Vivre en Ontario quand le Burundi est décimé par la guerre
Diaspora

@rib News, 10 Janvier 2018

TORONTO – Alors que le conflit politique perdure depuis plusieurs années au Burundi, les membres de la communauté ayant trouvé refuge en Ontario s’inquiètent du sort réservé à leurs familles.

Joseph Bitamba [photo] vit au Canada depuis 2003. Le cinéaste et réalisateur, bien établi dans la communauté francophone ontarienne, avoue que la situation l’inquiète.

«Il n’y a pas de sécurité au Burundi. Les gens ne peuvent pas quitter et c’est assez angoissant de savoir que nos proches sont à la merci de cette situation», explique-t-il à #ONfr.

M. Bitamba indique que peu de contacts sont possibles avec les membres de sa famille, sauf par les réseaux sociaux.

«Les gens ont très peur. Il y a beaucoup de morts. C’est une situation dramatique, même si on n’en parle pas», souligne-t-il.

Justine Nkurunziza est arrivée depuis environ un an au Canada. Établie dans la région d’Ottawa, elle a immigré seule. La plupart des membres de sa famille ont dû s’exiler dans le pays voisin, le Rwanda. Craignant pour sa sécurité, Mme Nkurunziza n’a pas remis les pieds au Burundi ni dans les pays voisins. Selon l’Organisation des Nations unies (ONU), 425 000 personnes ont été poussées à l’exil, depuis le début du conflit en 2015.
* * * * * * * * *
Énoncé écrit 1. D'après l'article sur la diaspora burundaise, combien de personnes l'ONU estime-t-elle avoir été poussées à l'exil depuis le début du conflit ?
Énoncé écrit 2. Reproduisez à l'identique le passage de l'article sur la diaspora burundaise qui va de «M. Bitamba indique» jusqu'à «conflit en 2015.» inclus.
La liste placée ensuite n'est pas nécessaire.

Données fournies.
* * * * * * * * *
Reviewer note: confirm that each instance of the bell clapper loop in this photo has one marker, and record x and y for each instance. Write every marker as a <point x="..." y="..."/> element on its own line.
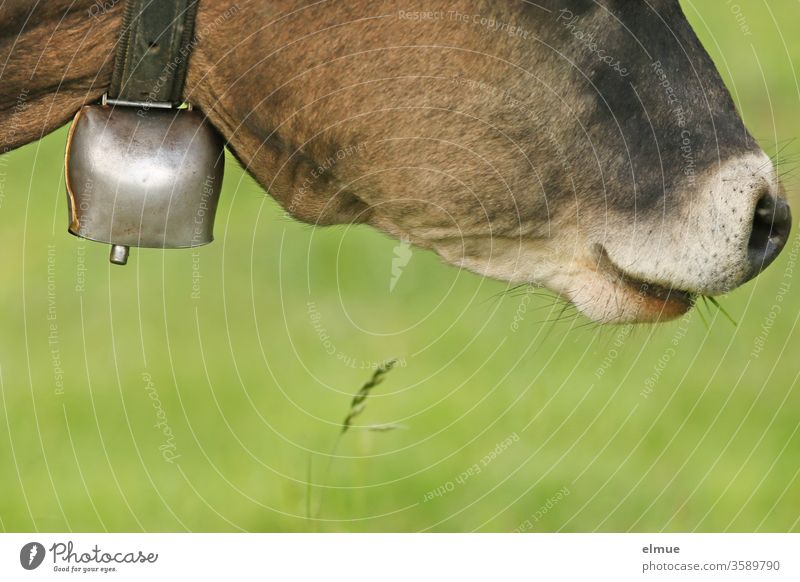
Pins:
<point x="119" y="254"/>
* * * * * * * * *
Résultat obtenu 1. Selon l'ONU, 425 000 personnes ont été poussées à l'exil depuis le début du conflit en 2015.

Résultat obtenu 2.
M. Bitamba indique que peu de contacts sont possibles avec les membres de sa famille, sauf par les réseaux sociaux.

«Les gens ont très peur. Il y a beaucoup de morts. C’est une situation dramatique, même si on n’en parle pas», souligne-t-il.

Justine Nkurunziza est arrivée depuis environ un an au Canada. Établie dans la région d’Ottawa, elle a immigré seule. La plupart des membres de sa famille ont dû s’exiler dans le pays voisin, le Rwanda. Craignant pour sa sécurité, Mme Nkurunziza n’a pas remis les pieds au Burundi ni dans les pays voisins. Selon l’Organisation des Nations unies (ONU), 425 000 personnes ont été poussées à l’exil, depuis le début du conflit en 2015.